> Assignment: From the entries, copy out every line in which the word "flooring" is found.

■ ■ ■ ■ ■ ■ ■

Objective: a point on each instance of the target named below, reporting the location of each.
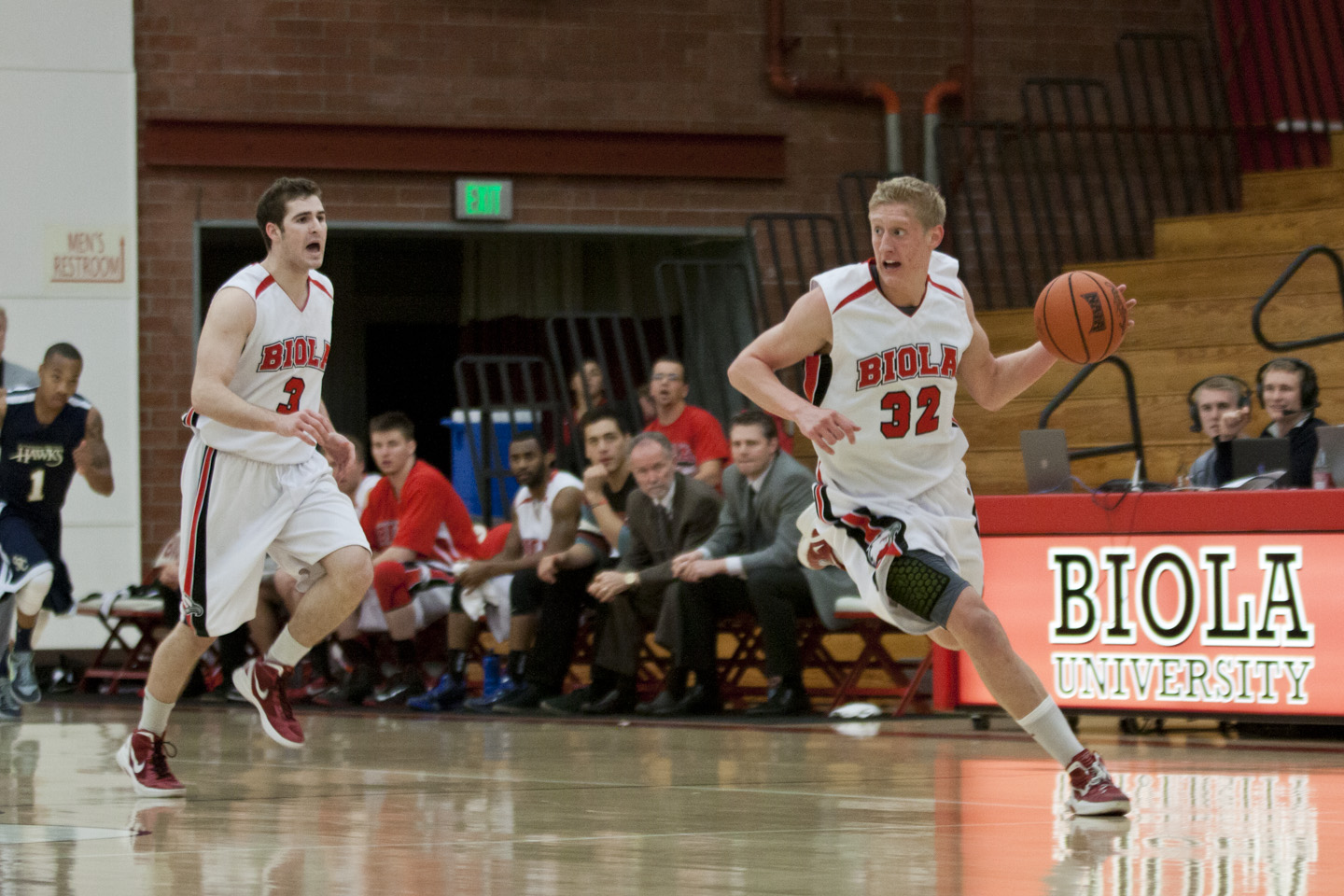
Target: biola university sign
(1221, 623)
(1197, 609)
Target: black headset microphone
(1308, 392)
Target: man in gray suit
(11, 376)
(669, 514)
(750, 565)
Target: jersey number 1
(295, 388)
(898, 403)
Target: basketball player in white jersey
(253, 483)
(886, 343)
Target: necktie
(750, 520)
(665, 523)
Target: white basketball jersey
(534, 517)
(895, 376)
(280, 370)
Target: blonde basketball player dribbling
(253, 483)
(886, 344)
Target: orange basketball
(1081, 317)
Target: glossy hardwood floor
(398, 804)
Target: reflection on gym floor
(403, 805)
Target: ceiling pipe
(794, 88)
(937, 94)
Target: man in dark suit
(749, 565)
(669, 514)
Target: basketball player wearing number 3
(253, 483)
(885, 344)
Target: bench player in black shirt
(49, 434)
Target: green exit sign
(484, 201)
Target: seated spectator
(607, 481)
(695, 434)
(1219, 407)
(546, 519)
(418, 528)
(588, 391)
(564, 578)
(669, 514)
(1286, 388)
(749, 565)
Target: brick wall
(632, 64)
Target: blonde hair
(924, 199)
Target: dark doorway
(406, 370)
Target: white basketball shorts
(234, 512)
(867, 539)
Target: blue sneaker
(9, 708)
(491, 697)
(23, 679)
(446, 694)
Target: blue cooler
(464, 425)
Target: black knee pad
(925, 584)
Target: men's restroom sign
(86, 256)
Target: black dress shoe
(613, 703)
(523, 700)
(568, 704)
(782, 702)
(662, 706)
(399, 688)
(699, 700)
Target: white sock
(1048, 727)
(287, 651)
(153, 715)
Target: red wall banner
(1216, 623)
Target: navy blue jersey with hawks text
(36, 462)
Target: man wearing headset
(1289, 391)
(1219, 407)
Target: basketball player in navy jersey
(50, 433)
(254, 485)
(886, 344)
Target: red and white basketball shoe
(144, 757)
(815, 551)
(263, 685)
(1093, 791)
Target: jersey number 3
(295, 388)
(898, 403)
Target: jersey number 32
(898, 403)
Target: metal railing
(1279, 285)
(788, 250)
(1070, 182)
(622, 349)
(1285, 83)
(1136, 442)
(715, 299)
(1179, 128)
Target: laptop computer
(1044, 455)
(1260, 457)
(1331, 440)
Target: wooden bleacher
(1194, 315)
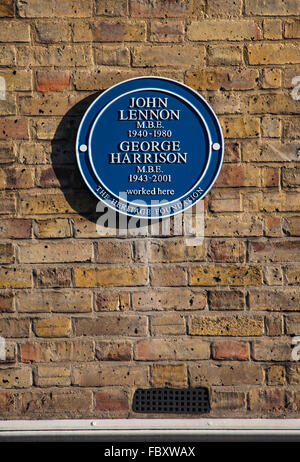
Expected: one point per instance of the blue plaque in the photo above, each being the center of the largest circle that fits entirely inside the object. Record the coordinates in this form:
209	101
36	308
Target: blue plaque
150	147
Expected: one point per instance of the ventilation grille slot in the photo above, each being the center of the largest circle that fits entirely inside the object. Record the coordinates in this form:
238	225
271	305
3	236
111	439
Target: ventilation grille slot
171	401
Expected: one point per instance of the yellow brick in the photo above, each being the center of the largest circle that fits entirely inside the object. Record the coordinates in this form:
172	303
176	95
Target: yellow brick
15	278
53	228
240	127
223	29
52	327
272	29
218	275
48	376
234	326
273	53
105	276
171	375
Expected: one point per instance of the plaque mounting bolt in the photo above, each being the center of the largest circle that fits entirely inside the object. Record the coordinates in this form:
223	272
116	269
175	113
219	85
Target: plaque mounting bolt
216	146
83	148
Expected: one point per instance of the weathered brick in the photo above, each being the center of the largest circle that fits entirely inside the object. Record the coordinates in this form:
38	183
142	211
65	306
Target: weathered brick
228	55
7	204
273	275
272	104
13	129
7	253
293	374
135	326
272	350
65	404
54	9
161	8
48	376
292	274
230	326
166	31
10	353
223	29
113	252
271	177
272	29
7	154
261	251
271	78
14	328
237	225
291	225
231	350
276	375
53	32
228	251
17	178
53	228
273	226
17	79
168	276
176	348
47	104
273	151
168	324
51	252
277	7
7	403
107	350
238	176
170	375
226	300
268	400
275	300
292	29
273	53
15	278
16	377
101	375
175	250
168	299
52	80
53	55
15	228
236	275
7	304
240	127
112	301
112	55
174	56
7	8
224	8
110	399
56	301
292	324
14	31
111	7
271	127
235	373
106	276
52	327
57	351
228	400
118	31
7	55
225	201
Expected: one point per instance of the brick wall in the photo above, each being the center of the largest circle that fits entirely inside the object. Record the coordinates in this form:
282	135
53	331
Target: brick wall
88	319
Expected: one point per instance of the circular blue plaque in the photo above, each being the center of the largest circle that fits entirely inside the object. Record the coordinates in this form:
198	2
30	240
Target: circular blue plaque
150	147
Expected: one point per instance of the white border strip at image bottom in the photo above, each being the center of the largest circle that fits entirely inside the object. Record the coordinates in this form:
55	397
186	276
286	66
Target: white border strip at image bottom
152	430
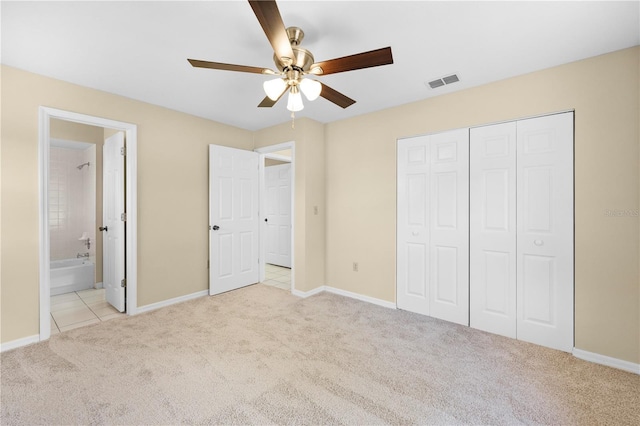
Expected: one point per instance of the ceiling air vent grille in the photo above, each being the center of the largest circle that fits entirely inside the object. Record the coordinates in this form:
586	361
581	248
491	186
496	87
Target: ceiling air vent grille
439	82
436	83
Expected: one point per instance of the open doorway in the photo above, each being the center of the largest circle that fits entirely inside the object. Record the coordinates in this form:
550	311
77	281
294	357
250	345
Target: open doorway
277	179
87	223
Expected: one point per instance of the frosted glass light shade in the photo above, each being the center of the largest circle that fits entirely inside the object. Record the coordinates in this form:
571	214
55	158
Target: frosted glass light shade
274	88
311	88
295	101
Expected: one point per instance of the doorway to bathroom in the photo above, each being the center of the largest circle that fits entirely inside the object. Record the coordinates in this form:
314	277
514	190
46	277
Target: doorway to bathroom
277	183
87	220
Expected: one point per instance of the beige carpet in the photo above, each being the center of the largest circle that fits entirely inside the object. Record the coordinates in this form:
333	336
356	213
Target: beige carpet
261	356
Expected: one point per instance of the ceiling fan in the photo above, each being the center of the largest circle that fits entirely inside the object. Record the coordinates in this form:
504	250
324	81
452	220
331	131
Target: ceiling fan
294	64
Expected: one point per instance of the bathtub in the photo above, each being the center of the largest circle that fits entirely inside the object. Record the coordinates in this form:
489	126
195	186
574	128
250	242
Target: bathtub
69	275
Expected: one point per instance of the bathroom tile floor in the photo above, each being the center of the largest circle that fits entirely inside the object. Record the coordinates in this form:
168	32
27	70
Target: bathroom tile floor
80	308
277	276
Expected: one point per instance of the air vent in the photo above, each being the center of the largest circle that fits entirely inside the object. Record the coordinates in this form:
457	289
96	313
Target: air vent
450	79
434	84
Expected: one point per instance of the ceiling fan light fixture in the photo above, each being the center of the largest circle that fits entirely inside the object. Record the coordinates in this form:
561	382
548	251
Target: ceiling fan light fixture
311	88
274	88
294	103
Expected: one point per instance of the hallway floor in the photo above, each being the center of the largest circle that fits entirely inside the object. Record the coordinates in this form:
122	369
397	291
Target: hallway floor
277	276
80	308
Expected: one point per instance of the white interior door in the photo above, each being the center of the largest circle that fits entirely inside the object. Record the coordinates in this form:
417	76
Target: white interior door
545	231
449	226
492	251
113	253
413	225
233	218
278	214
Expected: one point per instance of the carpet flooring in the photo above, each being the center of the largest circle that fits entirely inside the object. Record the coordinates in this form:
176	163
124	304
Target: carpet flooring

■ ■ ■ ■ ■ ■ ■

> The completed task:
Expected: one point per instance of the carpet flooring in the photo above, each being the center of the largest circle that fits entirely inside the object. Record the coordinates in this form:
Target: carpet flooring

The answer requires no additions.